“Thanks to your company’s work and Pfizer too, you guys saved the world,” Ted Tenthhoff, senior biotech analyst at Piper Sandler, told Stéphane Bancel, CEO of Moderna, at the former’s 36th Annual Healthcare Conference last week, referring to COVID-19 vaccinations. “I don’t know how we all of a sudden became the bad guys.”
Some would blame it on such anti-vax crusaders as Robert F. Kennedy Jr., chosen by incoming President Trump to be the next head of Health and Human Services, who once called the COVID-19 vaccine “the deadliest vaccine ever made.”
Yet, asked directly by Tenthoff about dealing with a “potentially hostile HHS,” Bancel wouldn’t take the bait.
“The rhetoric around RFK has been about making America healthy again, which I’m all for,” the CEO declared while noting -- in what has become standard pharma industry rhetoric since Nov. 5 -- that Moderna has worked well with both Republican and Democratic administrations.
But Moderna, perhaps the world’s only pureplay vaccination company, does owe a particular debt to the first Trump administration, whose Operation Warp Speed in vaccine-friendlier times helped jump-start the company’s very first product.
That COVID-19 vaccine was joined earlier this year by a second product -- for RSV -- with three more vaccines expected in 2025, and another five by 2028.
One of the 2025 intros will be a next-Gen COVID vaccine, which Bancel said would particularly target the 65+ population, akin to the senior flu vaccine.
Another is an RSV vaccine for 18- to 59-year-olds, which Lavina Talukdar, Moderna’s senior vice president-head of investor relations, called a “positioning opportunity” at the 7th Annual Evercore HealthCONx Conference, also held last week. Down the road, she added, the RSV market can increase sizably once revaccination recommendations come out. The vaccine is currently given on a one-and-done basis.
The third expected approval in 2025 is a combo flu/COVID vaccine, to be offered first for older adults. This will be “really important because COVID is the number one respiratory killer in the U.S., flu is number two,” Bancel said. Yet, explained Talukdar, “150 million people get flu vaccines in the U.S., but roughly only 50 million COVID. The combination offers compliance with both. You’re trying to piggyback off the flu to bring up COVID vaccination rates.”
An advantage for Moderna versus other flu (and COVID) shots, she added: its technology allows for vaccine production some two months prior to flu season as opposed to six to nine months out, thus covering the latest variants.
Coming after 2025, Moderna hopes to have a vaccine for CMV, a latent virus, which Bancel defined as “once in your body, it’s in your body forever.”

> **What to do**
**a)** Do these statements agree with the article on Moderna's vaccine plans? Answer yes or no for each and quote the deciding words. (i) The combination flu/COVID vaccine will be offered first for older adults. (ii) Moderna's RSV vaccine is currently given as a repeat dose. (iii) When asked about a "potentially hostile HHS," Bancel criticized Robert F. Kennedy Jr.
**b)** Can you reproduce the article on Moderna's vaccine plans from "Yet, asked directly" up to and including "very first product."?
**c)** Could you carry on the article on Moderna's vaccine plans beyond the last sentence shown?

> **Record extracts**
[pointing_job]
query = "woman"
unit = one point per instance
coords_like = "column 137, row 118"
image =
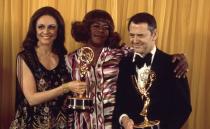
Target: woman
column 97, row 32
column 42, row 77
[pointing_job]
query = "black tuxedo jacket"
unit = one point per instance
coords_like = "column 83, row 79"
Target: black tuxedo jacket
column 169, row 96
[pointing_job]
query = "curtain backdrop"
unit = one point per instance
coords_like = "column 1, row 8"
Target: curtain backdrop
column 183, row 27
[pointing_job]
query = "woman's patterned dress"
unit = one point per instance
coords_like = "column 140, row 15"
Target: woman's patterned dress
column 102, row 79
column 48, row 115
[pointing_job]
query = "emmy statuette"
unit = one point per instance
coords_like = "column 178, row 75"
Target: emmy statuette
column 81, row 102
column 147, row 77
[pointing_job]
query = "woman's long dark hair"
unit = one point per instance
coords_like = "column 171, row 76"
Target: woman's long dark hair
column 81, row 30
column 30, row 42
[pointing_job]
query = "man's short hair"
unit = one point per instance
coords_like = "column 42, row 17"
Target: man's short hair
column 144, row 17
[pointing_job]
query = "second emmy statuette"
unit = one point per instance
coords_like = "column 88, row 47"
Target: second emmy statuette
column 82, row 102
column 147, row 77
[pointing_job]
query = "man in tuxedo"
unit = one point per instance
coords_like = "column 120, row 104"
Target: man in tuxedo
column 169, row 96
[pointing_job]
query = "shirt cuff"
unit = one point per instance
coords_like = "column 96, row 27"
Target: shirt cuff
column 120, row 118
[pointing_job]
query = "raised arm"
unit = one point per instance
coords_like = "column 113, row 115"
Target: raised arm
column 29, row 88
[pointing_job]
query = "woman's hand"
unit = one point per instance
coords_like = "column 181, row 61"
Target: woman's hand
column 182, row 65
column 76, row 86
column 127, row 123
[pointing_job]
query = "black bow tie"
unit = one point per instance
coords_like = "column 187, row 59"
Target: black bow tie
column 139, row 61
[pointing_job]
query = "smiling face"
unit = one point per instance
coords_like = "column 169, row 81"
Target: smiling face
column 99, row 32
column 46, row 30
column 141, row 38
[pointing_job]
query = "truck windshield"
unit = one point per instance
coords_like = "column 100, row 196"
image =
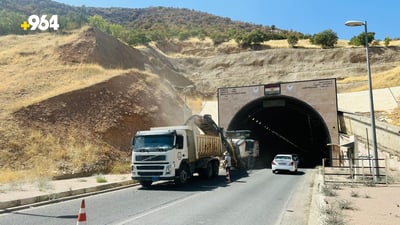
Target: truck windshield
column 154, row 143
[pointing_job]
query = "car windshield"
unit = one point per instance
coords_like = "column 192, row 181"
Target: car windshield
column 283, row 157
column 154, row 142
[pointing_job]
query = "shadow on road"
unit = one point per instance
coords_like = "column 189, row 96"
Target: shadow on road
column 197, row 183
column 298, row 173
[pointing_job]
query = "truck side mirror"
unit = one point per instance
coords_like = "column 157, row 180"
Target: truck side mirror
column 133, row 141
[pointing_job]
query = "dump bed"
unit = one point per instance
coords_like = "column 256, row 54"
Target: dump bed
column 207, row 146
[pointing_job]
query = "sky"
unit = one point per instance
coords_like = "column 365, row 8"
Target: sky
column 305, row 16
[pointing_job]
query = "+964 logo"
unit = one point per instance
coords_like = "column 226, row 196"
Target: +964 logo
column 42, row 23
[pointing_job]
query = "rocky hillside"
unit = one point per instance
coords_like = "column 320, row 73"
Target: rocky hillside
column 97, row 92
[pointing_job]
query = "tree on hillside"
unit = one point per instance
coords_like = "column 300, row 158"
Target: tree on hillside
column 360, row 39
column 10, row 22
column 292, row 40
column 255, row 37
column 99, row 23
column 326, row 38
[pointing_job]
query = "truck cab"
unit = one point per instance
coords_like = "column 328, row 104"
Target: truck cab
column 157, row 154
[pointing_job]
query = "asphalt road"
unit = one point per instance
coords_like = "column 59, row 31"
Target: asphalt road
column 256, row 198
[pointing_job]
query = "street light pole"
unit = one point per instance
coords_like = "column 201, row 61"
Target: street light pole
column 371, row 97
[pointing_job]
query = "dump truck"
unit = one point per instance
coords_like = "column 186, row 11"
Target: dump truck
column 177, row 152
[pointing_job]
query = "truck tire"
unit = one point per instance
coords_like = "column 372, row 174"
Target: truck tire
column 145, row 183
column 183, row 176
column 207, row 172
column 215, row 169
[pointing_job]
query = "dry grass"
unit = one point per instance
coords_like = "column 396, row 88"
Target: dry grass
column 389, row 78
column 32, row 72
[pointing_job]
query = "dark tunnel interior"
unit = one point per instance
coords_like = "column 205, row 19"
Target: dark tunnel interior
column 282, row 125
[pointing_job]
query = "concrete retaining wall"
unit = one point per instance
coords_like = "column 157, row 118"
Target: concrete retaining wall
column 387, row 136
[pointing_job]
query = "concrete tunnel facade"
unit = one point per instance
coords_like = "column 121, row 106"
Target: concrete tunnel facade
column 298, row 117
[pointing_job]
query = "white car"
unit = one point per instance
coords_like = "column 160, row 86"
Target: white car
column 285, row 162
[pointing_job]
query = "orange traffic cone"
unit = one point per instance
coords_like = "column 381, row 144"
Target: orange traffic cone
column 228, row 176
column 82, row 214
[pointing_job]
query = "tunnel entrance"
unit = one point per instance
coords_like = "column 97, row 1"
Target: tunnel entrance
column 284, row 124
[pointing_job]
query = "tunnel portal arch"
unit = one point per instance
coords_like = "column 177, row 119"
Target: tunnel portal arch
column 283, row 124
column 294, row 117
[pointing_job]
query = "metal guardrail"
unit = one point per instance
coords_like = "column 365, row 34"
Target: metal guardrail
column 356, row 170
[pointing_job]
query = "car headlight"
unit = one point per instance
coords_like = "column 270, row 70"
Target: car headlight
column 168, row 169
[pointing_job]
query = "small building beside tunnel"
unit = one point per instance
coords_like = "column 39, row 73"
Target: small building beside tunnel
column 293, row 117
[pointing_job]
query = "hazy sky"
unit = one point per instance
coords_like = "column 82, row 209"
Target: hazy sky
column 306, row 16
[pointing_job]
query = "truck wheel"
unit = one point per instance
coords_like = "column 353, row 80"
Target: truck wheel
column 146, row 183
column 183, row 176
column 215, row 169
column 207, row 172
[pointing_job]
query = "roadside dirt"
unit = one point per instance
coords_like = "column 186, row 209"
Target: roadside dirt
column 362, row 205
column 150, row 90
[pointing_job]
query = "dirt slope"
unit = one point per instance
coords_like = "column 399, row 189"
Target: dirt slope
column 72, row 115
column 98, row 91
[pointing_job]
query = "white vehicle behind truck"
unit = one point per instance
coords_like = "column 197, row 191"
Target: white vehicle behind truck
column 177, row 152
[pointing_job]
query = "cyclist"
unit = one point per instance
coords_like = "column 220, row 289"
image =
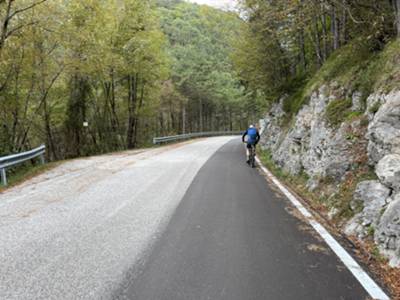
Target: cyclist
column 253, row 137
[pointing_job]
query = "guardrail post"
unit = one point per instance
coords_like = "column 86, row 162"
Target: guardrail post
column 42, row 159
column 3, row 176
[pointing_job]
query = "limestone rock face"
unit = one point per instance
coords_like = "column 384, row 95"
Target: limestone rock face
column 388, row 234
column 384, row 128
column 310, row 145
column 370, row 197
column 388, row 171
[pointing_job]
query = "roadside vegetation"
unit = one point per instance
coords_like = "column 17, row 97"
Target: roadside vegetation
column 90, row 77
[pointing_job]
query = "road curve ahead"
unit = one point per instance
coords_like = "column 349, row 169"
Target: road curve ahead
column 78, row 231
column 234, row 237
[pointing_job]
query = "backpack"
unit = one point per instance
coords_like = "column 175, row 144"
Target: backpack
column 252, row 135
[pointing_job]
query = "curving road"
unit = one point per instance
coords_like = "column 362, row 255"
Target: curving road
column 190, row 221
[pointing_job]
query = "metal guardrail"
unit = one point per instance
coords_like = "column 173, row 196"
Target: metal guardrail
column 174, row 138
column 12, row 160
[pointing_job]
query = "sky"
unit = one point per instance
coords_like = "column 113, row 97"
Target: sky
column 229, row 4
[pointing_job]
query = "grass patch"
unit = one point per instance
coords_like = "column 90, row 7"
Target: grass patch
column 25, row 172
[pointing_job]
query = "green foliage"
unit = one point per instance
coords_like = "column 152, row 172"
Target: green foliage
column 201, row 71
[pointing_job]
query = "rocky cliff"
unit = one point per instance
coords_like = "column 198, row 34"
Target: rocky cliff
column 341, row 142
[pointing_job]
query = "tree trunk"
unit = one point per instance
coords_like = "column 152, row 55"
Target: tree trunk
column 132, row 99
column 397, row 11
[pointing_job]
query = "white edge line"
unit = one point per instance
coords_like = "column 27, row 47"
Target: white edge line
column 365, row 280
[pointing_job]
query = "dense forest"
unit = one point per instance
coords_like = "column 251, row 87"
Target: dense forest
column 285, row 43
column 87, row 77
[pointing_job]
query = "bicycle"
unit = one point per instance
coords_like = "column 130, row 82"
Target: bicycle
column 252, row 156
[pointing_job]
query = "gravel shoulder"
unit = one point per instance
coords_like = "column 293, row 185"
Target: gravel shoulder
column 75, row 231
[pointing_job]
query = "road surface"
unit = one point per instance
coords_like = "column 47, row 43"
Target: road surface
column 182, row 222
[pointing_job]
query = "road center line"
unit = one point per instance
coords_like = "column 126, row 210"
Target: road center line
column 365, row 280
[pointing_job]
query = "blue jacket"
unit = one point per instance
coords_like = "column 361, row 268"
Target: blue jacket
column 253, row 137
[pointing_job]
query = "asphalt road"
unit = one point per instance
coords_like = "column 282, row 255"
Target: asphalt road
column 233, row 236
column 189, row 221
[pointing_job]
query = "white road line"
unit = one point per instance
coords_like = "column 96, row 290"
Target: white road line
column 369, row 285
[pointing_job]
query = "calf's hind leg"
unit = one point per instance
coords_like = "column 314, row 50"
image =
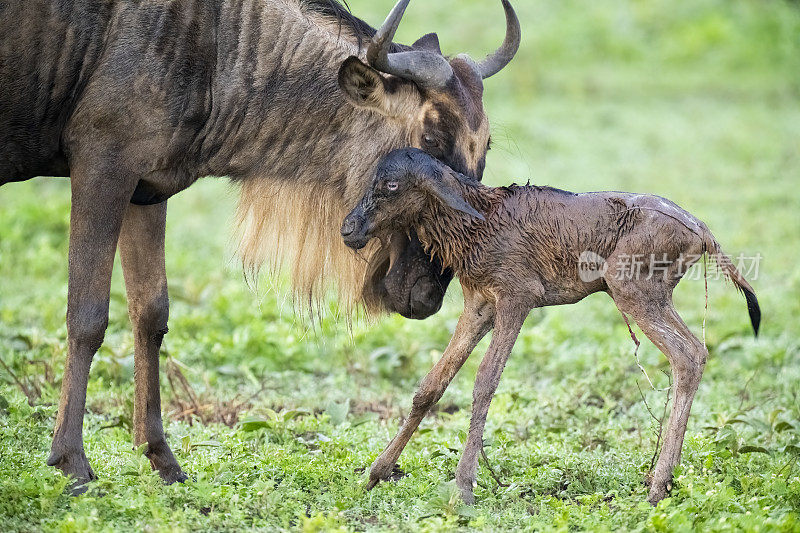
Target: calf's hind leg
column 687, row 358
column 141, row 248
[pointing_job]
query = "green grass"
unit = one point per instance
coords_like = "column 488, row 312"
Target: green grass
column 694, row 100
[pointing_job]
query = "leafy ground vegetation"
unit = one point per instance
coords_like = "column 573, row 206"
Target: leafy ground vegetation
column 275, row 420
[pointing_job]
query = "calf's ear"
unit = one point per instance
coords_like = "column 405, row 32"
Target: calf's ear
column 363, row 85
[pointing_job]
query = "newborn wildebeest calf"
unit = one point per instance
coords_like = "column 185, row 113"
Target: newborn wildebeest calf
column 518, row 248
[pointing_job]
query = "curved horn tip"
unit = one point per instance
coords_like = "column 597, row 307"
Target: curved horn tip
column 382, row 41
column 503, row 56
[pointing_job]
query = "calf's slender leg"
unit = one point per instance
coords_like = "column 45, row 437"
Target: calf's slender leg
column 687, row 358
column 474, row 323
column 141, row 248
column 99, row 201
column 508, row 323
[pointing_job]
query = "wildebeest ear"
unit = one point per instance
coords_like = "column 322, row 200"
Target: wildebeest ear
column 428, row 43
column 450, row 196
column 363, row 85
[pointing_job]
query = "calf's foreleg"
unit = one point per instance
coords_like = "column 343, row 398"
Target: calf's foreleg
column 141, row 247
column 474, row 323
column 508, row 323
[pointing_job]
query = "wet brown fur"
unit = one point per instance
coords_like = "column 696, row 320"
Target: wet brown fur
column 522, row 252
column 135, row 100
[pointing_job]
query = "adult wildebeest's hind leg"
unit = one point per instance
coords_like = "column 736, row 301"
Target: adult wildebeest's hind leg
column 474, row 323
column 141, row 249
column 509, row 320
column 656, row 316
column 99, row 200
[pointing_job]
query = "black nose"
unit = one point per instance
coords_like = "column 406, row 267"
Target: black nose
column 348, row 227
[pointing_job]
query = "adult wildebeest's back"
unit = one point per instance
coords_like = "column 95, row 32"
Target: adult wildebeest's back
column 73, row 71
column 137, row 99
column 47, row 50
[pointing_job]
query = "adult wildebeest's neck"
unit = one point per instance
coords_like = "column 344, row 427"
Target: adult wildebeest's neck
column 277, row 111
column 281, row 127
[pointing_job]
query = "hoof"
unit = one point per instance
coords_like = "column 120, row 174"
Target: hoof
column 466, row 492
column 74, row 465
column 163, row 461
column 383, row 472
column 175, row 475
column 659, row 491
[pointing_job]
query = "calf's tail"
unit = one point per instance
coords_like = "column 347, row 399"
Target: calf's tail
column 711, row 246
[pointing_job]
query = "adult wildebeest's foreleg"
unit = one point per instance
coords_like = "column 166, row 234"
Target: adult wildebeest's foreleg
column 510, row 317
column 475, row 322
column 99, row 201
column 141, row 249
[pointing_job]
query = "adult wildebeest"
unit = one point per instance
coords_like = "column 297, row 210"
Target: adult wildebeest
column 137, row 99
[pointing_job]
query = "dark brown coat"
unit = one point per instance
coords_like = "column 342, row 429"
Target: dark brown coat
column 518, row 248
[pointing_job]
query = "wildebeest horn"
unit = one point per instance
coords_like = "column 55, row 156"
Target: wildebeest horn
column 429, row 70
column 503, row 56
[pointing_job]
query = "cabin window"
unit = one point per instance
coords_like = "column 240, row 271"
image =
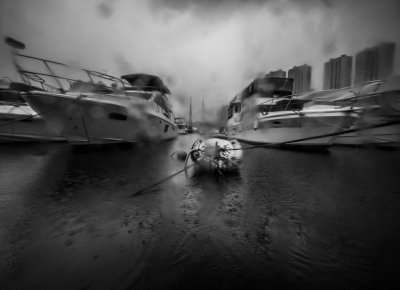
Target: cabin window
column 230, row 113
column 118, row 116
column 27, row 120
column 237, row 108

> **Expected results**
**a)**
(i) Yes: "to be offered first for older adults"
(ii) No: "The vaccine is currently given on a one-and-done basis."
(iii) No: "Bancel wouldn’t take the bait."

**b)**
Yet, asked directly by Tenthoff about dealing with a “potentially hostile HHS,” Bancel wouldn’t take the bait.
“The rhetoric around RFK has been about making America healthy again, which I’m all for,” the CEO declared while noting -- in what has become standard pharma industry rhetoric since Nov. 5 -- that Moderna has worked well with both Republican and Democratic administrations.
But Moderna, perhaps the world’s only pureplay vaccination company, does owe a particular debt to the first Trump administration, whose Operation Warp Speed in vaccine-friendlier times helped jump-start the company’s very first product.

**c)**
Among other symptoms, he said, CMV is the number one cause of birth defects, affecting 20,000 children annually.
Thus, “we [will be] vaccinating women of childbearing age in the first indication,” Talukdar noted.
Then will come “universal vaccination for adolescents" -- or younger.
A 20-year campaign on CMV for newborns, Bancel said, would “eradicate CMV, like rubella was eradicated.”
Beg pardon here, but rubella (or measles) hasn’t been completely eradicated, especially with increasing numbers of Americans refusing to get their kids vaccinated, thanks to disinformation. There was also a deadly outbreak five years ago in Samoa which officials there attributef to an anti-vax campaign fueled by a visit from RFK Jr.
Bancel and Tenthhoff ran out of time before they could discuss other vaccines in Moderna’s pipeline, but Talukdar got to them in her discussion.
One is for the norovirus (often referred to as the “stomach flu”), which like flu and COVID comes in different variants annually, meaning a possibility for annual shots and/or boosters.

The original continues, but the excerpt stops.